TASK TO CARRY OUT: Each line from the one that contains "[ ] a keypoint on each instance of the yellow" to the end of the material must be quoted exactly; include both end lines and nothing else.
-------- INFORMATION SHOWN --------
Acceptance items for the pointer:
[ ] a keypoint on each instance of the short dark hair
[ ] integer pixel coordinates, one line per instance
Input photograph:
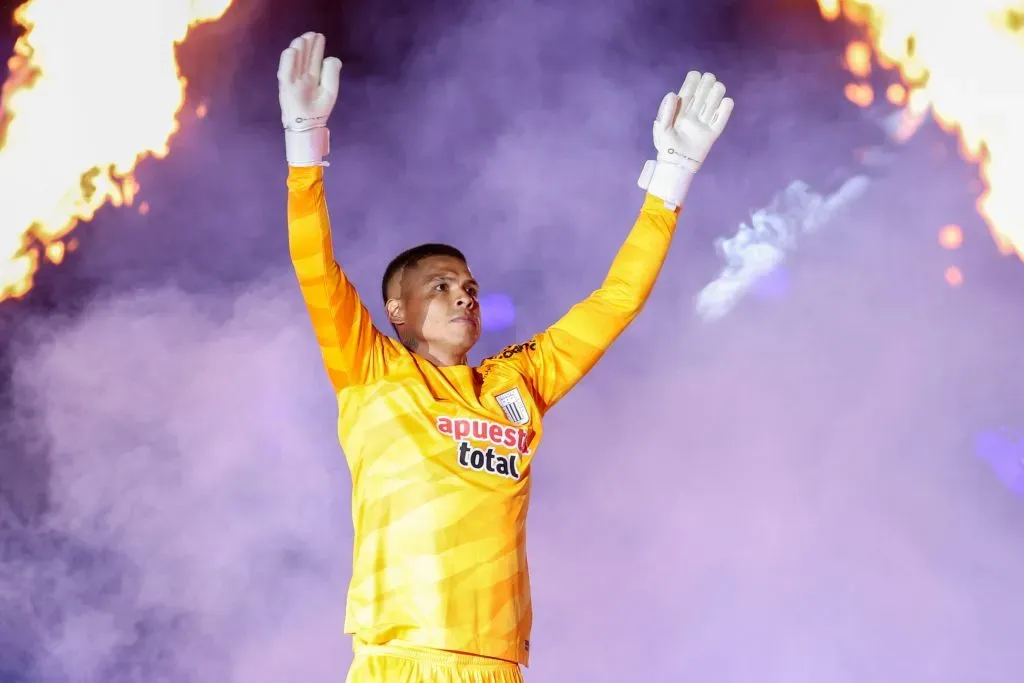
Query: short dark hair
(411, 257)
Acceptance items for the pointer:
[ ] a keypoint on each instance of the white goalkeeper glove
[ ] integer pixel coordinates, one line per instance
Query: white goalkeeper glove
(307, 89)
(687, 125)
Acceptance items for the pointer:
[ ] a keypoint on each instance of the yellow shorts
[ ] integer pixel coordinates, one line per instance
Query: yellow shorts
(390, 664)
--------
EXPECTED ANSWER:
[ ] a keypoint on each instance of the yellow shorts
[ ] integer pixel coordinates, one line per instance
Query: yellow shorts
(390, 664)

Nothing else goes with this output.